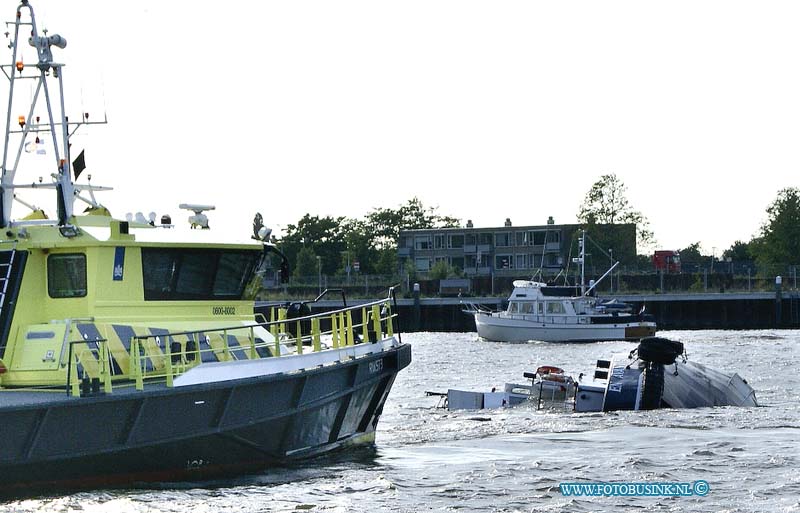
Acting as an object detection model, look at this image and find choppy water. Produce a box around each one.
[3,330,799,512]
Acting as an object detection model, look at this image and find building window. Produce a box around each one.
[449,234,464,249]
[450,256,465,270]
[515,254,527,269]
[434,234,446,249]
[48,254,87,298]
[544,253,560,267]
[415,258,430,271]
[495,232,511,247]
[532,231,548,245]
[515,231,528,246]
[414,236,431,250]
[495,255,512,269]
[478,233,493,246]
[465,233,477,245]
[466,254,489,269]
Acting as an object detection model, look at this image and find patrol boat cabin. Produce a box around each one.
[0,217,267,388]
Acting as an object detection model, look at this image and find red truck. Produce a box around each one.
[653,250,681,273]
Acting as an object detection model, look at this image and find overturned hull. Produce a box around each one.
[576,337,758,412]
[662,360,757,408]
[0,344,411,497]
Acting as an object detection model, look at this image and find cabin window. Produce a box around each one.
[522,302,534,314]
[48,254,87,298]
[142,248,261,300]
[546,302,565,314]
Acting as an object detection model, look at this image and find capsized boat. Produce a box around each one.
[0,1,410,496]
[441,337,757,411]
[464,231,656,342]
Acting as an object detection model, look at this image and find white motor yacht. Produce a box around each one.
[465,231,656,342]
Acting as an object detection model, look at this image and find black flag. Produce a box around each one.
[72,150,86,180]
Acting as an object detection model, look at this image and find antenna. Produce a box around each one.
[1,2,110,229]
[179,203,215,230]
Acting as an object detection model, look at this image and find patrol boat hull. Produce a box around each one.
[0,343,410,496]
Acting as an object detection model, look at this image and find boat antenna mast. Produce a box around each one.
[0,1,108,231]
[571,230,586,295]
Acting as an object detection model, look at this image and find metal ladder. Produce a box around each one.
[0,244,18,318]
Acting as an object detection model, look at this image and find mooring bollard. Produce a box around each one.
[413,282,421,331]
[775,275,783,327]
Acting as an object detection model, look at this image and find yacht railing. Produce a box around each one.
[65,289,399,397]
[501,314,592,325]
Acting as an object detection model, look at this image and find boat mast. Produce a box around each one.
[580,230,586,295]
[1,1,79,228]
[570,229,587,295]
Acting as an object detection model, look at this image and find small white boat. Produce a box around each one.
[439,366,576,411]
[465,231,656,343]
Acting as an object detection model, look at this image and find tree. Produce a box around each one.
[294,246,319,278]
[751,187,800,265]
[428,260,461,280]
[678,242,706,264]
[373,248,398,276]
[722,240,753,262]
[279,214,346,275]
[275,198,458,279]
[365,197,460,250]
[577,173,655,251]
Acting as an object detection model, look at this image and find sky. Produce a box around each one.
[4,1,800,256]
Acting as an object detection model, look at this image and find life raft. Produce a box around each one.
[536,365,565,376]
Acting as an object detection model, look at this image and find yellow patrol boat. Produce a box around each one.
[0,1,410,496]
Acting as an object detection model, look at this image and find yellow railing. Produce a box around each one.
[65,291,399,397]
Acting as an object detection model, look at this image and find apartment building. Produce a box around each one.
[398,218,635,277]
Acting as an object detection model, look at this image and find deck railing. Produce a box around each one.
[66,289,399,397]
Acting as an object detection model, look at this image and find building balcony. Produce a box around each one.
[464,266,492,276]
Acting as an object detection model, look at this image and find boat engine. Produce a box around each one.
[635,337,684,410]
[285,302,312,340]
[636,337,684,365]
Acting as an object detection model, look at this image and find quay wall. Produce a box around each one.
[258,292,800,332]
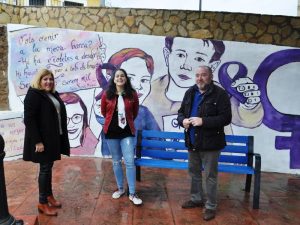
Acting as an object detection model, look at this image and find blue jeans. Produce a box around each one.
[106,137,136,195]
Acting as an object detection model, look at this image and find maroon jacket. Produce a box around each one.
[101,91,139,135]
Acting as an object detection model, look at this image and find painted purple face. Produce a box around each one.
[166,38,215,88]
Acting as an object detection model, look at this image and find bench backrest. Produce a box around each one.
[136,130,254,167]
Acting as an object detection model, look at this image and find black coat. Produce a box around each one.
[177,83,232,151]
[23,87,70,163]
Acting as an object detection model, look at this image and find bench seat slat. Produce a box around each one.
[135,159,255,174]
[225,135,249,143]
[141,149,188,160]
[141,141,250,153]
[219,155,248,164]
[222,145,249,153]
[218,164,254,174]
[142,130,248,143]
[136,158,188,169]
[142,130,184,139]
[141,150,248,164]
[141,139,186,149]
[141,131,250,145]
[141,141,250,152]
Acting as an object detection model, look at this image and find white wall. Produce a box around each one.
[106,0,199,10]
[202,0,298,16]
[107,0,298,16]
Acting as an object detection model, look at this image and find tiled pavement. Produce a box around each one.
[3,157,300,225]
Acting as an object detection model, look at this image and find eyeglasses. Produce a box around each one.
[67,114,83,124]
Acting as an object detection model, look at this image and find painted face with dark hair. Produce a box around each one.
[66,102,84,145]
[122,58,151,104]
[164,38,217,88]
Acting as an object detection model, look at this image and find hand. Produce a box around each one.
[35,142,44,153]
[189,117,203,126]
[231,77,261,109]
[183,118,191,129]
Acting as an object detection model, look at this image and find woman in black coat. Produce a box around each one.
[23,69,70,216]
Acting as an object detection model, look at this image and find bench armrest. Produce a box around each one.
[249,152,261,173]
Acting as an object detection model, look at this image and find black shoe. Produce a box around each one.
[182,200,204,209]
[203,209,216,221]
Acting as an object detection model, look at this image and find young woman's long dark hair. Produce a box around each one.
[106,68,135,99]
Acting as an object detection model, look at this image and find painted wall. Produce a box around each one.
[4,25,300,175]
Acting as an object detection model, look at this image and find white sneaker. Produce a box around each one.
[129,194,143,205]
[112,189,125,199]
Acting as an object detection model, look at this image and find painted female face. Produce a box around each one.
[122,58,151,104]
[40,74,54,92]
[65,102,84,142]
[114,70,127,88]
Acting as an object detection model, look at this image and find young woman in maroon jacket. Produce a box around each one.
[101,68,142,205]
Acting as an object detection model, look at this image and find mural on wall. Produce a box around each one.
[143,37,263,133]
[60,92,99,156]
[11,27,106,95]
[252,49,300,169]
[6,25,300,173]
[0,116,25,158]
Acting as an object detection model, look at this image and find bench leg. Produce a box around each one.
[245,174,252,192]
[253,172,261,209]
[136,166,141,182]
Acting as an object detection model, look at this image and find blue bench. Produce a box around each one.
[135,129,261,209]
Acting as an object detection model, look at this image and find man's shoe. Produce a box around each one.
[203,209,216,221]
[47,195,62,208]
[37,203,58,216]
[182,200,204,209]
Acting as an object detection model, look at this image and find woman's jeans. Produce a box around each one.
[39,162,54,204]
[106,137,136,195]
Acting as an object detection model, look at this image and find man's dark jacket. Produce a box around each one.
[177,82,232,151]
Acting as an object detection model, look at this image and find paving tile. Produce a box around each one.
[133,219,174,225]
[91,194,133,225]
[2,158,300,225]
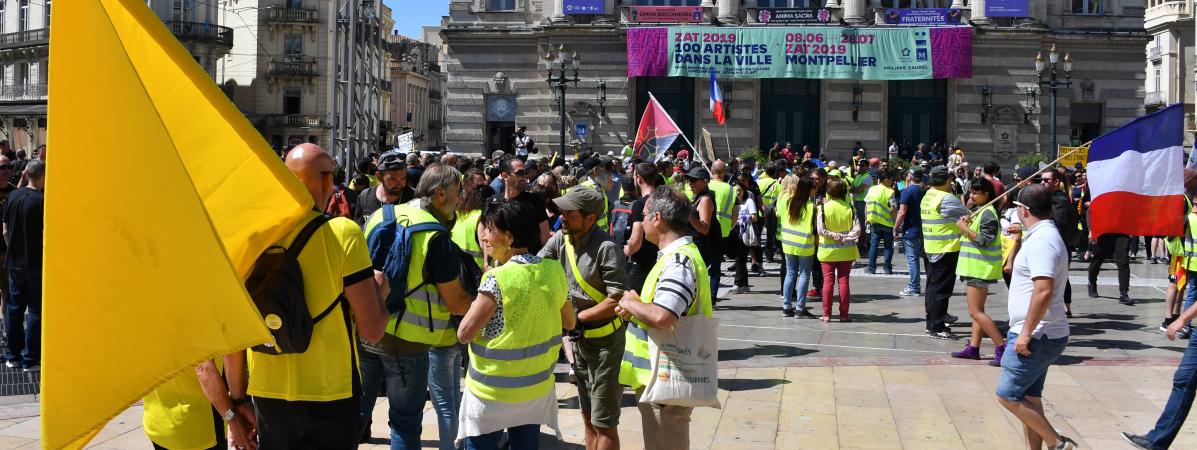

========

**What you have to do**
The records above are to be restated word for word, excluding all pictures.

**Task result**
Acting as an object detection model, look at this image and find choppy water. Produce a box around each one.
[3,330,799,512]
Acting as an object detection model, look at this image and find building window. Produce a box around each one.
[449,234,464,249]
[450,256,465,270]
[515,254,527,269]
[434,234,446,249]
[48,254,87,298]
[544,253,560,267]
[415,258,430,271]
[495,232,511,247]
[532,231,548,245]
[515,231,528,246]
[414,236,431,250]
[495,255,512,269]
[478,233,493,246]
[465,233,477,245]
[466,254,489,269]
Acting as an object detection model, look at this image and find patrol boat cabin. Produce a box around each one.
[0,217,267,388]
Acting as an object detection model, look at this image and find red truck. Produce a box around each one.
[653,250,681,273]
Acting as an object detection model, look at this image and find overturned hull. Produce a box around each one.
[576,337,758,412]
[662,360,757,408]
[0,344,411,497]
Acting as an object detection model, look at this image and find cabin window. Produce a box around each one.
[522,302,534,314]
[48,254,87,298]
[142,248,261,300]
[546,302,565,314]
Acting as an object detection model, look at this image and find capsized boat. Produce a box around each one.
[0,1,410,496]
[441,337,757,411]
[464,231,656,342]
Acting as an object detection model, look at this image and find white motor yacht. Produce a box around each one.
[465,231,656,342]
Acting as an object detection model, look at this image and find black flag. Produce a box around each one.
[72,150,86,180]
Acting as an object detection model, look at this image and find antenna. Produce a box around each one.
[1,2,110,229]
[179,203,215,230]
Acting as an object detection model, look at this image and find patrol boat hull. Produce a box around each one.
[0,343,410,496]
Acting as an object detection model, look at this image and find boat antenna mast. Produce a box around each one.
[0,1,108,231]
[571,230,586,295]
Acting as an object detection model, look at this image and find metal ladder. Produce a box around each one.
[0,244,18,318]
Acting as an object detection model, look at this image and find mooring bollard. Produce a box around each one.
[413,282,421,331]
[775,275,783,327]
Acting as an object detection model, look at this image and find yacht railing. Produce a box around each one.
[65,289,399,397]
[501,314,592,325]
Acting as an object detection model, look at this image and find boat mast. Produce a box around each one.
[580,230,586,295]
[1,1,79,228]
[570,229,587,295]
Acting as an object detection model, look at this image and find small white boat. Produce a box around each one.
[439,366,576,411]
[465,231,656,343]
Acting as an object detection model, look at this image and find tree. Produce a box around each one.
[294,246,319,278]
[751,187,800,265]
[428,260,461,280]
[678,242,706,264]
[373,248,398,276]
[722,240,753,262]
[279,214,346,275]
[275,198,458,279]
[365,197,460,250]
[577,173,655,251]
Acting as an object detection model, look at this image and find sky. Produce a box around each one.
[4,1,800,256]
Acting as an object detection model, look at this image and find life raft. Produce a box around each one.
[536,365,565,376]
Acting as an object detection model, look at this image and find yellow patrol boat. Produce a box around each one.
[0,1,410,496]
Acting as an object detection model, look at this image and find yellow railing. Produce a box around each one.
[65,291,399,397]
Acting as an object detection model, look at this image and find apartment building. Produce a box around each one.
[398,218,635,277]
Acting as an object detection model, look at this image and find deck railing. Produce a box around each one.
[66,289,399,397]
Acting as an object detection model, look at this image and find building balcony. Produce a box around each one.
[464,266,492,276]
Acting as an object detection model, look at this image and find boat engine. Produce a box around each one.
[635,337,684,410]
[285,302,312,340]
[636,337,684,365]
Acting as an object detection model, look at this image and find quay wall. Produce a box around each one.
[258,292,800,332]
Acting as an object detection model, look at this image and find blue jeans. Produce a box around each one.
[106,137,136,195]
Acting as an object detection model, look at this image and find maroon jacket. Produce a box around each one.
[101,91,139,135]
Acting as an object detection model, look at this image and find painted purple face. Produce a box around each one.
[166,38,215,88]
Acting as an object detection model, look at this image and find bench backrest. Produce a box around each one.
[136,130,254,167]
Acting as an object detection model, look at this image and find black coat. Produce a box around each one.
[177,83,232,151]
[23,87,70,163]
Acting as an object detection model, look at this image and find bench seat slat. Produce a box around each one.
[135,159,255,174]
[225,135,249,143]
[141,149,188,160]
[141,141,250,153]
[219,155,248,164]
[222,145,249,153]
[218,164,254,174]
[142,130,248,143]
[136,158,188,169]
[142,130,184,139]
[141,150,248,164]
[141,139,186,149]
[141,131,250,145]
[141,141,250,152]
Acting as an object detection model, look at this image and find white wall. Produce a box around each one.
[106,0,199,10]
[202,0,298,16]
[107,0,298,16]
Acting as an object detection model, look at this image and find tiled pavement. Produce a box around each one.
[3,157,300,225]
Acting as an object detection model, look at this image and find eyeglasses. Produce a box around each one.
[67,114,83,124]
Acting as an object detection model, look at this image and find painted face with dark hair. Produce a box around each one.
[66,102,84,145]
[122,58,151,104]
[164,38,217,88]
Acting as an object detection model, look at this image and find hand. Produce a box around each one.
[35,142,44,153]
[189,117,203,126]
[231,77,261,109]
[183,118,191,129]
Acting as an object detection model, look at this image and find woman in black coat. Produce a box around each one.
[23,69,70,216]
Acting as an object detection model, look at this image and find bench armrest. Produce a box around each one.
[249,152,261,173]
Acting as an object detection model, look at this image and find black shoe. Produce a box around each one.
[182,200,204,209]
[203,209,216,221]
Acting as an object detection model, look at this image and find young woman's long dark hair. Produce a box around each one.
[106,68,135,99]
Acting as an object detection model, look at this image and find painted wall. Produce a box around each one.
[4,25,300,175]
Acting as an object detection model, look at this image and find white sneaker. Produce a box around each one.
[129,194,143,205]
[112,189,125,199]
Acting as an object detection model, look at this image and find painted female face. Produce a box around each one.
[122,58,151,104]
[40,74,54,92]
[65,102,84,142]
[114,70,127,88]
Acting as an object detection model, look at this image and find young woman in maroon jacket. Produce a box around each one.
[101,68,142,205]
Acting as an object detection model, look at this image and find mural on wall. Produce a box around each one.
[143,37,263,133]
[60,92,99,156]
[11,27,106,95]
[252,49,300,169]
[6,25,300,173]
[0,116,25,158]
Acting as an object detection model, look at this image and find bench leg. Produce a box around each one.
[245,174,252,192]
[253,172,261,209]
[136,166,141,182]
Acting as an object detection model, look at this image and find blue bench. Produce a box around each one.
[135,129,261,209]
Acting as an object detection model, look at this image and find man's shoe. Produce a box around each one.
[203,209,216,221]
[47,195,62,208]
[37,203,58,216]
[182,200,204,209]
Acting as an object detection model, look at this image and find woman's jeans. Produce a box around each one.
[39,162,54,204]
[106,137,136,195]
Acting as an object detection model, look at this image and find man's dark jacket. Produce a box around each one.
[177,82,232,151]
Acting as an object detection model, look at this image and find paving tile. Produce a box around each one.
[133,219,174,225]
[91,194,133,225]
[2,158,300,225]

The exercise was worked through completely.